- **SUPPLIED PASSAGE**:

'''

This summer, we have visited Yellowstone. I couldn’t resist the temptation to do so in a convertible Mustang, which was the exact right choice. Coming from Salt Lake City, we left the highway at Ogden to climb an alpine, narrow and winding road which led us on a barren, hilly plain — where we were glad that ‘convertible’ also means that you can close the roof, as temperatures had dropped considerably — to head for the Southern entrance of Yellowstone, passing the impressive peaks of Teton Range. In Moran, however, we turned East to follow the Wind River valley to then, via Dubois and Cody, enter Yellowstone through the Western entrance at Wapiti. Via Booking.com we had organized our trip into convenient chunks of driving which, up to then, involved stays in Ogden, Thayne, and Dubois. The American institution of the motel is, of course, a result of this kind of motorized travel and I really like it. It is convenient, understandable and, to me, a reflection of the American society and culture: individual units arrayed into neighbourhoods which cater to both one’s desire for withdrawal from society and one’s need to engage with each other. However, in Wapiti something unexpected happened.

As we tried to find the aptly named Cutthroat Guest Ranch, we were first struck by a sign prominently attached to one of the poles of the typical three-beam farm gate, which announced that this property was up for sale. We then followed a steep gravel road, not at all suited to our smug car, to approach a seemingly deserted place. The log huts, arrayed in that characteristic manner, i.e. standing at a friendly distance from one another, were not inhabited and neither people nor vehicles could be seen apart from a dusty truck parked a bit off-site. The reception room was locked and no sign of activity could be spotted. We tried to call the owner — there was a telephone number given in our reservation confirmation — but could only reach an answering machine. Since our booking confirmation had warned us that check-in is possible only after 4 p.m., we had timed our arrival accordingly, so that we became quite worried as to where to stay for the night. Luckily, we got hold of a cellular signal to make connection with the virtual world again to find a nearby motel, a little closer to the Western entrance of Yellowstone, located in a pretty valley with a reception hall decorated like a living room and inhabited by large friendly dogs and TV screens that beamed old cowboy movies at guests round the clock. There, I could also check my email and, to my surprise, found instructions by the owner of the Cutthroat Guest Ranch how to enter our cabin, explaining why there was no personnel on site (because their main business now consisted of running a restaurant in Cody). What ensued was a polite but unfriendly exchange in which I argued why we had been right to assume that their place had been abandoned while the owner argued that the procedure of remote check-in, announced on the day of arrival through email, was completely aligned with standard practice, shaking my confidence in the American institution of the motel. Back in Germany – after an enjoyable exploration of Yellowstone from Gardiner and Bozeman and a return to Salt Lake City along its Western flank via Tetonia – I then found, not entirely unexpected given our prior email conversation, that my credit card had been charged for the (unused) night at Cutthroat Guest Ranch. I now turned to Booking.com for advice.

'''

- **PROMPT 1**: In the Yellowstone travel account above, rewrite the paragraph that begins "As we tried to find the aptly named Cutthroat Guest Ranch" as a short list of its main events.
- **PROMPT 2**:
Answer these questions using the Yellowstone travel account above:
(a) What kind of car did the travelers drive?
(b) Which website did they use to organize their stays?
(c) According to the owner's email, why were no staff on site at the ranch?

- **MATERIAL SHOWN**:

'''

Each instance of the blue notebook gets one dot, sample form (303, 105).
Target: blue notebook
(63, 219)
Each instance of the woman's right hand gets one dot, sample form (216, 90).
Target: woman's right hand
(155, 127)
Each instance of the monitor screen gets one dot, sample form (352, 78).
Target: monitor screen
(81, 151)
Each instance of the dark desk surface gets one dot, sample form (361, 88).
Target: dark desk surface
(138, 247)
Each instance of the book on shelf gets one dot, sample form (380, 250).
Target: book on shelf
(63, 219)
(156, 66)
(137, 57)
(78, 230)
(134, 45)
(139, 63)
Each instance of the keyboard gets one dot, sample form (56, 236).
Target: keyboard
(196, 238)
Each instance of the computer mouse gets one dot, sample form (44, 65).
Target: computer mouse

'''
'''

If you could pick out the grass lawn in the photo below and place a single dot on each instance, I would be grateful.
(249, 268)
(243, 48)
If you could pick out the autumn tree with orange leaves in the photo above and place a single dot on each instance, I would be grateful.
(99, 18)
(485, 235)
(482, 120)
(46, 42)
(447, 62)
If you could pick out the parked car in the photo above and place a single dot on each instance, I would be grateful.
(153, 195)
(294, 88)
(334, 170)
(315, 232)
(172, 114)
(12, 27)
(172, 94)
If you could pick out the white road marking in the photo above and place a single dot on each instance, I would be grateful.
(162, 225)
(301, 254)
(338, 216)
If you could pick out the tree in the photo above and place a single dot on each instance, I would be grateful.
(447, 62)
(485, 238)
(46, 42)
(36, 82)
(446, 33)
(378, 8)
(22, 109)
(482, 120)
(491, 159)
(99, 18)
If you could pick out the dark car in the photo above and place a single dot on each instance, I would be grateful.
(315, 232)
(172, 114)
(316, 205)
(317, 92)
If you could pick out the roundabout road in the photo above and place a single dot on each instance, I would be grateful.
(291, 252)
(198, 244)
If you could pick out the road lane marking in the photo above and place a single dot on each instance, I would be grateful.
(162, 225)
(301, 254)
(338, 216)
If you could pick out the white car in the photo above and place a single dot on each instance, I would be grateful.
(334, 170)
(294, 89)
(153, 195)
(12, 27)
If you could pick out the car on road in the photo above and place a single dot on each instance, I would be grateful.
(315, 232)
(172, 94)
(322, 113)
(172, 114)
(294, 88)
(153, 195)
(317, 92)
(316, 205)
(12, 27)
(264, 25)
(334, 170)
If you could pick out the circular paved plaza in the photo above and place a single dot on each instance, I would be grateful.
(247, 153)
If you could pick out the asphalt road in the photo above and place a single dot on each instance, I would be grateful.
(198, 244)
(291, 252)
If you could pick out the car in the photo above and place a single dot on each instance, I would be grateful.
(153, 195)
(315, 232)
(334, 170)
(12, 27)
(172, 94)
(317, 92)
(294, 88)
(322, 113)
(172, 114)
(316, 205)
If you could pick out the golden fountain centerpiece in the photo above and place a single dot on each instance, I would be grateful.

'''
'''

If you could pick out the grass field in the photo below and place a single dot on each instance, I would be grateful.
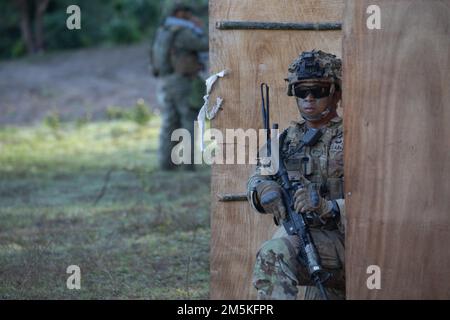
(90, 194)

'''

- **WRITTEN RESPONSE 1**:
- At the Cutthroat Guest Ranch, a sign on the farm gate said the property was for sale, and a steep gravel road led to what seemed to be a deserted place.
- The log huts were empty, the reception room was locked, and the only vehicle in sight was a dusty truck parked a bit off-site.
- A call to the owner reached only an answering machine. Check-in was possible only after 4 p.m., so they worried about where to stay that night.
- After finding a cellular signal, they booked a nearby motel in a pretty valley. Its reception hall was decorated like a living room, with large friendly dogs and TV screens showing old cowboy movies.
- There they found an email from the ranch owner with instructions for entering the cabin. It explained that no staff were on site because the owners' main business was now a restaurant in Cody.
- A polite but unfriendly exchange followed. The writer argued it had been reasonable to assume the place was abandoned. The owner said remote check-in announced by email on the day of arrival was standard practice.
- Back in Germany, after exploring Yellowstone from Gardiner and Bozeman and returning to Salt Lake City via Tetonia, the writer found their credit card had been charged for the unused night and turned to Booking.com for advice.

- **WRITTEN RESPONSE 2**:
(a) A convertible Mustang.
(b) Booking.com.
(c) The owners' main business now consisted of running a restaurant in Cody.